Start DOCUMENT EXTRACT

There's knowing Java as in having a grasp on the language syntax itself and some parts of it's standard libraries (and of course OOP, as I think most would agree it's a sine qua non for a programmer nowadays), and then there's knowing Java as in JEE and the miriad of associated apis, frameworks and tools. While I (as an employer) am not interested in the later, I would pretty much expect any decent programmer to be familiar with Java at least on some basic level.
That is a strong statement, and not true for everyone, so I would vote for it not being necessary to know Java.

Until about 3 years ago, I used Common Lisp and Java each roughly 40% in my work (I still think that if you search for "Java consultant" I am the number 1 Google hit :-)

However, after I started using Ruby, I have transitioned to using Ruby for most of my work.

Ruby is great because it provides most of the advantages of Lisp except for the fantastic run time performance (natively compiled Common Lisp is fast!). However, for many (at least web) applications, bottlenecks tend to be stuff like session handling across multiple servers, database access, dealing with network partitioning and server failure, etc.

One problem with Lisp is the lack of a super rich ecology of libraries. Lots of great stuff is available for Lisp, but still weak compared to Ruby, Java, Python, etc. I'm rewriting a customers app right now because we learned what we needed to learn with a small Common Lisp prototype, and are now doing a hopefully final Ruby + Rails rich UI web portal (it is so much easier to write a rich web UI in Rails that in Lisp-based alternatives).

End DOCUMENT EXTRACT

▸ CHALLENGES:
A – Copy out the part of the post about Java, Lisp, and Ruby that begins at the words "There's knowing Java as in having" and stops after "some basic level.".
B – Continue the post about Java, Lisp, and Ruby from its final sentence onward.

Start EXTRACTED RECORDS

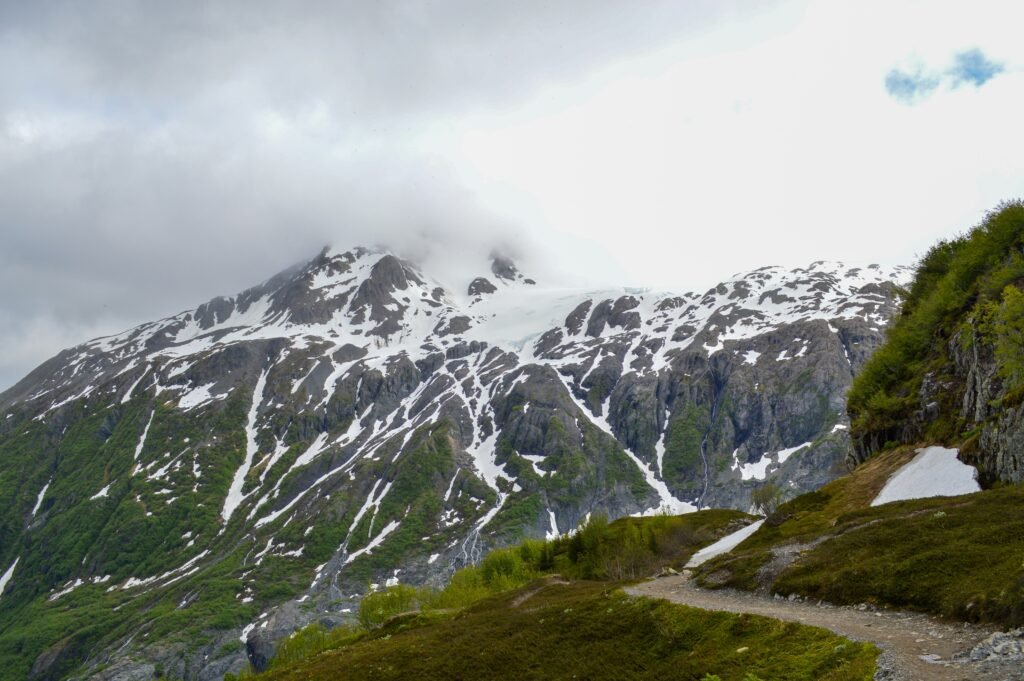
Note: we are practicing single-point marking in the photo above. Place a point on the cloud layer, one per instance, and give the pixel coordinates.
(155, 155)
(969, 68)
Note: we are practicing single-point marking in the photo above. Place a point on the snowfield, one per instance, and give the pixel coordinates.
(934, 472)
(724, 545)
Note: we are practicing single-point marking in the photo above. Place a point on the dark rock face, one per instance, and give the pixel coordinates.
(348, 422)
(259, 649)
(481, 286)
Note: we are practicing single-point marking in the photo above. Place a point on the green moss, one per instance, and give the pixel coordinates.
(589, 630)
(952, 285)
(960, 557)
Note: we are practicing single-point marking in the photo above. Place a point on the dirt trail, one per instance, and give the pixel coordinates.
(914, 647)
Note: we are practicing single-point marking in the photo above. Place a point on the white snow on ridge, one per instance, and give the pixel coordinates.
(724, 545)
(935, 471)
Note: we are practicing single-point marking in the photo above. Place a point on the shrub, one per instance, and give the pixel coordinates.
(377, 607)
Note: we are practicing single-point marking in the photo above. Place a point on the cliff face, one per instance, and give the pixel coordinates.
(951, 370)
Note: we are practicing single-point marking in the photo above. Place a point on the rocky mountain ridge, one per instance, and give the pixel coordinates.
(351, 421)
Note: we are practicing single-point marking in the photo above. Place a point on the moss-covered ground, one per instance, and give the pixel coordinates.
(960, 557)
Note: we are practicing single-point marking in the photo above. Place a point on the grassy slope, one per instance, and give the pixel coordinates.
(960, 557)
(590, 631)
(550, 629)
(960, 286)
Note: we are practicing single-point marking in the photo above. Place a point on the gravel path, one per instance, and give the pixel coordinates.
(913, 646)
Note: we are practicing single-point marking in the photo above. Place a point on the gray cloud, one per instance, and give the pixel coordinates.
(969, 68)
(154, 155)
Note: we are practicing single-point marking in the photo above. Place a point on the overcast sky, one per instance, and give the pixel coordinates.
(154, 155)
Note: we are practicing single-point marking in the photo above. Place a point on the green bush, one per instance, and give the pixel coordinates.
(379, 606)
(955, 285)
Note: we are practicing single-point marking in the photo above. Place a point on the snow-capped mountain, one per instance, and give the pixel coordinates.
(352, 421)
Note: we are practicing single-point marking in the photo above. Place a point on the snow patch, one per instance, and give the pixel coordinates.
(39, 500)
(377, 541)
(6, 576)
(935, 471)
(102, 493)
(724, 545)
(235, 496)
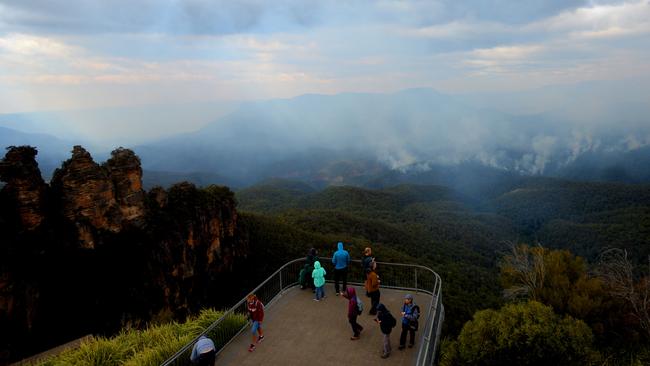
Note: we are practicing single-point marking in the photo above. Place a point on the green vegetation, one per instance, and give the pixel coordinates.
(570, 309)
(151, 346)
(521, 334)
(560, 305)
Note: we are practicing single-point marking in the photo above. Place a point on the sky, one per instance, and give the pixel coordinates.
(81, 54)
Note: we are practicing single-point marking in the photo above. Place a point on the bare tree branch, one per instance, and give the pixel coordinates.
(617, 273)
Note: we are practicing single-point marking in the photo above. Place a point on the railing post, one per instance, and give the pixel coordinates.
(417, 289)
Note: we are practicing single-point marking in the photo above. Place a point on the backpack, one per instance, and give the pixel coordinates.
(390, 320)
(359, 306)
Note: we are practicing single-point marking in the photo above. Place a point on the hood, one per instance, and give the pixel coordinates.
(382, 308)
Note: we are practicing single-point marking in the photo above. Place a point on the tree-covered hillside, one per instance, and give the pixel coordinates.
(461, 238)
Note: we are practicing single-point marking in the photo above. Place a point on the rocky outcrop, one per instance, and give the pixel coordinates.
(94, 251)
(24, 187)
(95, 197)
(126, 174)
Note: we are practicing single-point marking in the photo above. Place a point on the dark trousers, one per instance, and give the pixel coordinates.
(356, 327)
(374, 301)
(341, 274)
(207, 359)
(402, 337)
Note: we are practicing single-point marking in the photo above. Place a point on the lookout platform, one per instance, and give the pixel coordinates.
(301, 331)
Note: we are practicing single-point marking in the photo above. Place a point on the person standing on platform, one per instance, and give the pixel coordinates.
(341, 261)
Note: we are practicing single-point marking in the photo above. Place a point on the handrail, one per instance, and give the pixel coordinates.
(429, 337)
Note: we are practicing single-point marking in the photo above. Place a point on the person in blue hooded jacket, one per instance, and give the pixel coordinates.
(318, 274)
(341, 261)
(203, 353)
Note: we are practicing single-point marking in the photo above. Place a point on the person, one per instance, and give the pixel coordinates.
(302, 277)
(319, 280)
(410, 316)
(203, 353)
(353, 312)
(341, 260)
(386, 322)
(312, 256)
(256, 314)
(367, 259)
(372, 288)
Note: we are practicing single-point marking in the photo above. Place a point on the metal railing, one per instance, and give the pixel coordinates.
(397, 276)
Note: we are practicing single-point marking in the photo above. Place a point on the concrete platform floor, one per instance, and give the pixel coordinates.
(300, 331)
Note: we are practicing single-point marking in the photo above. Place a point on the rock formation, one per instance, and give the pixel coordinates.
(25, 186)
(93, 242)
(95, 197)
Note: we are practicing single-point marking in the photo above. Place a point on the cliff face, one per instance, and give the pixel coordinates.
(95, 197)
(24, 185)
(94, 251)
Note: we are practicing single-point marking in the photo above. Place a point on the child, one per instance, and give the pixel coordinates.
(203, 353)
(386, 323)
(410, 316)
(372, 287)
(256, 314)
(353, 312)
(319, 280)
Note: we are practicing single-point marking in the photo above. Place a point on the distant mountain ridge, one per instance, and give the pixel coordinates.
(409, 136)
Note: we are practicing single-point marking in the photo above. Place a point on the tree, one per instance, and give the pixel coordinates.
(521, 334)
(552, 277)
(617, 273)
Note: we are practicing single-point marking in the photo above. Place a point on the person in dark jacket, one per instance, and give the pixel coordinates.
(256, 315)
(386, 322)
(410, 316)
(203, 352)
(353, 312)
(341, 260)
(372, 288)
(367, 259)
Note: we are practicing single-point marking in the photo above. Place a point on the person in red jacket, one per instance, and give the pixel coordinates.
(353, 312)
(256, 314)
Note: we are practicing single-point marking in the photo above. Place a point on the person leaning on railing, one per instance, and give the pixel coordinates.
(341, 260)
(410, 316)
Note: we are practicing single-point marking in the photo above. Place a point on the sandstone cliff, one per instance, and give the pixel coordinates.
(24, 185)
(93, 251)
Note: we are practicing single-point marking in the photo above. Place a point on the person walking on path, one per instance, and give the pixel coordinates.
(367, 259)
(372, 288)
(410, 316)
(203, 353)
(353, 312)
(256, 314)
(341, 260)
(318, 274)
(386, 322)
(312, 257)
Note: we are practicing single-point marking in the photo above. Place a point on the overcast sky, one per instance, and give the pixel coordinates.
(79, 54)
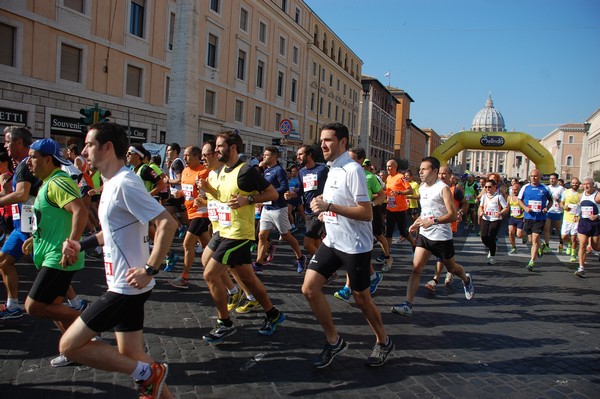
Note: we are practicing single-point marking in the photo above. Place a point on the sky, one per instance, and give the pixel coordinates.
(539, 59)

End EXTRACTED RECORDS

▸ TASK-BY-TASK ANSWERS:
A –
There's knowing Java as in having a grasp on the language syntax itself and some parts of it's standard libraries (and of course OOP, as I think most would agree it's a sine qua non for a programmer nowadays), and then there's knowing Java as in JEE and the miriad of associated apis, frameworks and tools. While I (as an employer) am not interested in the later, I would pretty much expect any decent programmer to be familiar with Java at least on some basic level.

B –
I would advise concentrating on one language and platform, and only spend perhaps 5 to 10 hours a week (an evening and some weekend time) learning new languages and frameworks.

BTW, feel free to substitute Python for Ruby, in my advice to your students - pick a primary language based on which you enjoy using the most. Also, Java as your primary language is fine also, if that suits you.

'I know Ruby'

That's a good excuse.

You are so right about the 'can gain new ways of thinking by learning a new language.'

I took an APL course once. I SWEAR I could feel myself growing new brain wiring...

I "know" Java because I had to do many undergrad projects in it, but I don't advertise the fact that I know Java at all because I actively do not want to work with it. It is a language designed for incompetent replaceable programmers, and I find working with it sort of insulting in a way, and just not enjoyable in general.

Depends on your (or your student's) approach to employment, really. If you want any programming job at any cost, of course you should know Java. There are lots of Java jobs, though the flip-side to that is that the market for Java programmers is extremely flooded.

On the other hand, if you're more worried about actually finding "interesting" work, pitching yourself as a Java programmer might help more than hurt. I would personally rather stack boxes or something along those lines than work on some kind of enterprise payroll nightmare in Java. Some would not. As always, it depends.

That said, Java is pretty simplistic if you're familiar with any even vaguely similar language (which you certainly should be, since the overwhelming majority of code out there is written in them). There's really very little to "learn" anyway...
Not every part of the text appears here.